| What to do |
Starting at the first line, reproduce the listing below in full, exactly as given.

--- Data records ---

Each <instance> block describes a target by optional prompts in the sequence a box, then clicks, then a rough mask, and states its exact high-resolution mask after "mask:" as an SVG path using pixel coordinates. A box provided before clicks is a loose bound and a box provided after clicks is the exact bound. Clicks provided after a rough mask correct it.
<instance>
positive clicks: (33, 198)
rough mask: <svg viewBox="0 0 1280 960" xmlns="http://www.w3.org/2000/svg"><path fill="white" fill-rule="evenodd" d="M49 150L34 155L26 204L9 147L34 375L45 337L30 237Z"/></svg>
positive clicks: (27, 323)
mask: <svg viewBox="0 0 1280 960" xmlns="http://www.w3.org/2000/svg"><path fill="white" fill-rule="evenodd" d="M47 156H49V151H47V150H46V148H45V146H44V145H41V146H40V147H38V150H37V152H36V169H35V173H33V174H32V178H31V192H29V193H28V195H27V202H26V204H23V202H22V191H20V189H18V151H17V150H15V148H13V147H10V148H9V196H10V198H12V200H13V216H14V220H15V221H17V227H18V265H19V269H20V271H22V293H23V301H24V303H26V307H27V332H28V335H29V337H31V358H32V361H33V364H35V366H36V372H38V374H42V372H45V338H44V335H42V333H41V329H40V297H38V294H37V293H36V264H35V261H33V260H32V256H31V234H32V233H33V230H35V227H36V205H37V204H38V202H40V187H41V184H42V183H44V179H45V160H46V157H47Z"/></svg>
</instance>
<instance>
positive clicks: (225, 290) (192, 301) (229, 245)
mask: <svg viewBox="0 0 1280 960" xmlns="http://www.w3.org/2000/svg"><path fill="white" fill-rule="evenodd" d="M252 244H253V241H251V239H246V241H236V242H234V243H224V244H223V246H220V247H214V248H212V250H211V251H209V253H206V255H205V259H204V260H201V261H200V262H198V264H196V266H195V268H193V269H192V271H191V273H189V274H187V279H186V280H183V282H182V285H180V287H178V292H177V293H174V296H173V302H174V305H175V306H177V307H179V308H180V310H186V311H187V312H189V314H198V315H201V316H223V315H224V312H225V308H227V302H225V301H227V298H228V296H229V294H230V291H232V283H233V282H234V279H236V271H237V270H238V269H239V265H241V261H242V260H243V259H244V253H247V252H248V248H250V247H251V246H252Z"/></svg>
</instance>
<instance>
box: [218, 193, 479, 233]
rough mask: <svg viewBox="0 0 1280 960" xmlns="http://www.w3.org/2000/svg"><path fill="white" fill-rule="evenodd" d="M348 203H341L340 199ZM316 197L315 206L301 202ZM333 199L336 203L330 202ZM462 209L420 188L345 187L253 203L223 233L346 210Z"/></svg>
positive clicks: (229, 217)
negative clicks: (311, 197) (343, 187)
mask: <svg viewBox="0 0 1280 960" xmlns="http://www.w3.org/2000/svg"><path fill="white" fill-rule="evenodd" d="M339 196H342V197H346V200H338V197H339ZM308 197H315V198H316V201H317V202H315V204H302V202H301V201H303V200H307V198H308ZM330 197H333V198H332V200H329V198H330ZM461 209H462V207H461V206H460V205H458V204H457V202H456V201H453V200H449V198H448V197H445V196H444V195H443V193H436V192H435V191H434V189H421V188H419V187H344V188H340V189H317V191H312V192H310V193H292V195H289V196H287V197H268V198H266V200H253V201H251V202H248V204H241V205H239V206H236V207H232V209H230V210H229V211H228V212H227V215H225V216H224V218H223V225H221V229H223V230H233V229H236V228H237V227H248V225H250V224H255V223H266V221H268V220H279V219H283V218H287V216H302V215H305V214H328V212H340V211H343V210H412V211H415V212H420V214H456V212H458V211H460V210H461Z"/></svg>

---

| Answer space |
Each <instance> block describes a target by optional prompts in the sequence a box, then clicks, then a rough mask, and states its exact high-resolution mask after "mask:" as an SVG path using pixel coordinates. A box provided before clicks is a loose bound and a box provided after clicks is the exact bound. Clicks provided after a rough mask correct it.
<instance>
positive clicks: (33, 198)
rough mask: <svg viewBox="0 0 1280 960" xmlns="http://www.w3.org/2000/svg"><path fill="white" fill-rule="evenodd" d="M49 150L34 155L26 204L9 147L34 375L45 337L30 237Z"/></svg>
positive clicks: (27, 323)
mask: <svg viewBox="0 0 1280 960" xmlns="http://www.w3.org/2000/svg"><path fill="white" fill-rule="evenodd" d="M47 156H49V151H47V150H46V148H45V146H44V145H41V146H40V147H38V150H37V152H36V169H35V173H33V174H32V178H31V192H29V193H28V195H27V202H26V204H23V202H22V191H20V189H18V151H17V150H15V148H13V147H10V148H9V196H10V198H12V200H13V216H14V220H15V221H17V227H18V265H19V269H20V271H22V293H23V301H24V303H26V307H27V332H28V335H29V337H31V358H32V361H33V364H35V366H36V372H38V374H42V372H45V338H44V335H42V333H41V329H40V297H38V294H37V293H36V264H35V261H33V260H32V256H31V234H32V233H33V230H35V227H36V205H37V204H38V202H40V187H41V184H42V183H44V179H45V160H46V157H47Z"/></svg>
</instance>
<instance>
positive clicks: (225, 290) (192, 301) (229, 245)
mask: <svg viewBox="0 0 1280 960" xmlns="http://www.w3.org/2000/svg"><path fill="white" fill-rule="evenodd" d="M252 244H253V241H251V239H246V241H236V242H234V243H224V244H223V246H220V247H214V248H212V250H211V251H209V253H206V255H205V259H204V260H201V261H200V262H198V264H196V266H195V268H193V269H192V271H191V273H189V274H187V279H186V280H183V282H182V285H180V287H178V292H177V293H174V296H173V302H174V305H175V306H177V307H179V308H180V310H186V311H187V312H189V314H198V315H201V316H223V315H224V312H225V308H227V302H225V301H227V298H228V296H229V294H230V291H232V283H233V282H234V279H236V271H237V270H238V269H239V265H241V261H242V260H243V259H244V253H247V252H248V248H250V247H251V246H252Z"/></svg>
</instance>
<instance>
box: [218, 193, 479, 233]
rough mask: <svg viewBox="0 0 1280 960" xmlns="http://www.w3.org/2000/svg"><path fill="white" fill-rule="evenodd" d="M348 203H341L340 199ZM316 197L315 206L301 202ZM333 199L336 203L330 202ZM462 209L420 188L345 187L253 203L223 233L346 210Z"/></svg>
positive clicks: (229, 217)
negative clicks: (311, 197) (343, 187)
mask: <svg viewBox="0 0 1280 960" xmlns="http://www.w3.org/2000/svg"><path fill="white" fill-rule="evenodd" d="M339 196H342V197H346V200H338V197H339ZM308 197H315V198H316V201H317V202H315V204H302V202H301V201H303V200H307V198H308ZM330 197H333V198H332V200H329V198H330ZM461 209H462V207H461V206H460V205H458V204H457V202H456V201H453V200H449V198H448V197H445V196H444V195H443V193H436V192H435V191H434V189H421V188H419V187H344V188H340V189H317V191H312V192H310V193H292V195H289V196H287V197H268V198H266V200H253V201H251V202H248V204H241V205H239V206H236V207H232V209H230V210H229V211H228V212H227V215H225V216H224V218H223V225H221V229H223V230H233V229H236V228H237V227H248V225H250V224H255V223H266V221H268V220H279V219H283V218H287V216H302V215H305V214H328V212H340V211H343V210H412V211H415V212H420V214H456V212H458V211H460V210H461Z"/></svg>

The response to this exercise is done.